• _INSTRUCTION_
Starting with the line that contains "Practice. Place a marker on each instance of the grey sky", reproduce each line through the end of the listing below, with no other output.

• _Point-based annotation data_
══════════
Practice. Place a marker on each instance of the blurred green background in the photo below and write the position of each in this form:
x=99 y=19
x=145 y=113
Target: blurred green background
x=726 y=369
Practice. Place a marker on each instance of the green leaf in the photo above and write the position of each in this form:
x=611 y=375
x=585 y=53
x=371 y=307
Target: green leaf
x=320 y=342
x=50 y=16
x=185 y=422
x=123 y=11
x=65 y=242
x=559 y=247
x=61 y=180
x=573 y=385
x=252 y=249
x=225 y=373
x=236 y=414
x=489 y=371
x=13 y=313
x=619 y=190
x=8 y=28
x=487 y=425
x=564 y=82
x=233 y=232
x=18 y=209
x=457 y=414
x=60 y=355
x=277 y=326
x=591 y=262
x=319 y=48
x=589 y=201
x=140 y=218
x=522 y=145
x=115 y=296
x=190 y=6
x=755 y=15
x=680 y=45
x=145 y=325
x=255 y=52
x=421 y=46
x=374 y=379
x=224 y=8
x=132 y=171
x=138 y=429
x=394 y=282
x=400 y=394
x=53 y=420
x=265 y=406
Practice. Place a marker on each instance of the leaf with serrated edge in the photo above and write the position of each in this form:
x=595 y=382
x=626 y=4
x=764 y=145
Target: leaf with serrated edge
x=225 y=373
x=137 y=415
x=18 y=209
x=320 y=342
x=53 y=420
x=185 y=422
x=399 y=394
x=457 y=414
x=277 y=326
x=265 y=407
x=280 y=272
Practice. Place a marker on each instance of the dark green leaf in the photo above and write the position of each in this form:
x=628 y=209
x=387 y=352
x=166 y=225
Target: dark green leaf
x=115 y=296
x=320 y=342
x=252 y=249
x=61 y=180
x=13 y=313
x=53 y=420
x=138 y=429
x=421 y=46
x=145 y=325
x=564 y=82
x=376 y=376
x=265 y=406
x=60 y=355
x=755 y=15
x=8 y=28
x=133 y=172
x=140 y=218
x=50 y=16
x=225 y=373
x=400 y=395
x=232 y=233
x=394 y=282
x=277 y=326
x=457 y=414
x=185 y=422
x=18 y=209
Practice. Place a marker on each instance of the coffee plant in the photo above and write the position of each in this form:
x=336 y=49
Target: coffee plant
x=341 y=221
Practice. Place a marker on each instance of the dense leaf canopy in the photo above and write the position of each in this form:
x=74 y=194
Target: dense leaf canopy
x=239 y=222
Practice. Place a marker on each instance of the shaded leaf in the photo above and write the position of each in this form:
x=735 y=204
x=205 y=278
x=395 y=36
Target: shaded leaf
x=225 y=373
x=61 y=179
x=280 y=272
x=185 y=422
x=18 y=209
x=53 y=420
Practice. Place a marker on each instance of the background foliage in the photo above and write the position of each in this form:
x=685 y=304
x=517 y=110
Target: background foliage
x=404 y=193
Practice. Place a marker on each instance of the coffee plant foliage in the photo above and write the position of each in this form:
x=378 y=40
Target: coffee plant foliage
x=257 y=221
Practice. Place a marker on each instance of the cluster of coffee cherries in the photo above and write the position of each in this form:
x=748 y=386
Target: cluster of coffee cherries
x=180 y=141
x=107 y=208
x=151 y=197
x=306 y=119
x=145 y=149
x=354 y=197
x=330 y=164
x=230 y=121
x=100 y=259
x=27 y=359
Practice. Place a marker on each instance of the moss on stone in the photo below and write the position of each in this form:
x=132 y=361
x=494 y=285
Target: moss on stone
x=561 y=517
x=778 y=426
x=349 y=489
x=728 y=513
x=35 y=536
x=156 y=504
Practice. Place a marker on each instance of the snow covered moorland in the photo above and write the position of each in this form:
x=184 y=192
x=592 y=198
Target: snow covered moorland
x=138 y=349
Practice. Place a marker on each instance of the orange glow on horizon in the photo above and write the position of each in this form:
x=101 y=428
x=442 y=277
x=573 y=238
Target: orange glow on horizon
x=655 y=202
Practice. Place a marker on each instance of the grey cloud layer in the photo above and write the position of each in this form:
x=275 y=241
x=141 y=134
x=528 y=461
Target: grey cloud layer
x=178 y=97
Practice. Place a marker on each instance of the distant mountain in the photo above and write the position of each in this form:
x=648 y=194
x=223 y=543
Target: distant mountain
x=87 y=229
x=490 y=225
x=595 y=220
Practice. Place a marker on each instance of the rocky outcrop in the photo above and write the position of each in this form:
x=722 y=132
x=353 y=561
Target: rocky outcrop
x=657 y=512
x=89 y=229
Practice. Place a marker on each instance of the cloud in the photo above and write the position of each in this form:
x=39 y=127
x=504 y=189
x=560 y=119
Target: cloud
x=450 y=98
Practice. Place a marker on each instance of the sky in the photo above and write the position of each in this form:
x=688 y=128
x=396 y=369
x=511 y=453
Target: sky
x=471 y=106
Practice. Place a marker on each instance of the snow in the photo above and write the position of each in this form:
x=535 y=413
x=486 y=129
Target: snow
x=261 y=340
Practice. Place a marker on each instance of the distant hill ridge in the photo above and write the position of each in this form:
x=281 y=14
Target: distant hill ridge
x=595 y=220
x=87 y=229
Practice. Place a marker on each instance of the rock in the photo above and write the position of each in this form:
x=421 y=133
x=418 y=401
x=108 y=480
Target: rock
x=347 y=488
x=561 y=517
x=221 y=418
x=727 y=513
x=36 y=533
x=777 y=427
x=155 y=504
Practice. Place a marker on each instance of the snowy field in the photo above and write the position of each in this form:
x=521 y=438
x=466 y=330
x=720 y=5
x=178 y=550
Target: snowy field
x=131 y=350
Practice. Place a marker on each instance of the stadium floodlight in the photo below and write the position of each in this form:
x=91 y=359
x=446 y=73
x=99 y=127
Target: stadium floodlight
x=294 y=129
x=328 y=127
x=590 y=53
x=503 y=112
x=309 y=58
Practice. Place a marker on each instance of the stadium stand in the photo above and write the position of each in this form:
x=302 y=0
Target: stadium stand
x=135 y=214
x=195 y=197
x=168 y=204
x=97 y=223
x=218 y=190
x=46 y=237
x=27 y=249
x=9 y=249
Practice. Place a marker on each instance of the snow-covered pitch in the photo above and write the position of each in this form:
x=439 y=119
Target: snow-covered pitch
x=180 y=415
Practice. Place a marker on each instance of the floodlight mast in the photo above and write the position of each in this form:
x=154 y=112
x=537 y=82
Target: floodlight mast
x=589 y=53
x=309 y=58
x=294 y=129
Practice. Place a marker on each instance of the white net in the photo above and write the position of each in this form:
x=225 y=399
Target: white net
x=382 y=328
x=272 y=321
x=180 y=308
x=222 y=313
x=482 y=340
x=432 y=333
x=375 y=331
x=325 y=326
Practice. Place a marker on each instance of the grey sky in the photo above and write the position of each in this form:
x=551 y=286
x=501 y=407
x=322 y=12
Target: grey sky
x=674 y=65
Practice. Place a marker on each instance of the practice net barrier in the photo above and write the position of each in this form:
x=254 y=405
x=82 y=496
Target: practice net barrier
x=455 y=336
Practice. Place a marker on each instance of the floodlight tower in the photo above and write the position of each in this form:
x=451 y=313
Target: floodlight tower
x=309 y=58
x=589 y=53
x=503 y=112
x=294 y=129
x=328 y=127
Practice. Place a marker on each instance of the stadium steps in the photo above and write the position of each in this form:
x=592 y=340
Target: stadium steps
══════════
• _THE RESPONSE_
Practice. Place a marker on each instance of the grey sky in the photo above and write the position of each in this form:
x=551 y=286
x=501 y=407
x=322 y=12
Target: grey sky
x=674 y=65
Practice. Place a marker on each instance of the practice net barrier in the photo above and write the position of each in this form:
x=254 y=405
x=82 y=496
Target: practice net barrier
x=455 y=336
Practice. Place a marker on each instance of the floodlight tower in the photo above and write the position of each in this form:
x=451 y=313
Target: floodlight tower
x=309 y=58
x=589 y=53
x=503 y=112
x=294 y=129
x=328 y=127
Practice. Place a marker on each instance of the stadium steps in the photo above and write the position of each in this form:
x=592 y=340
Target: stadium steps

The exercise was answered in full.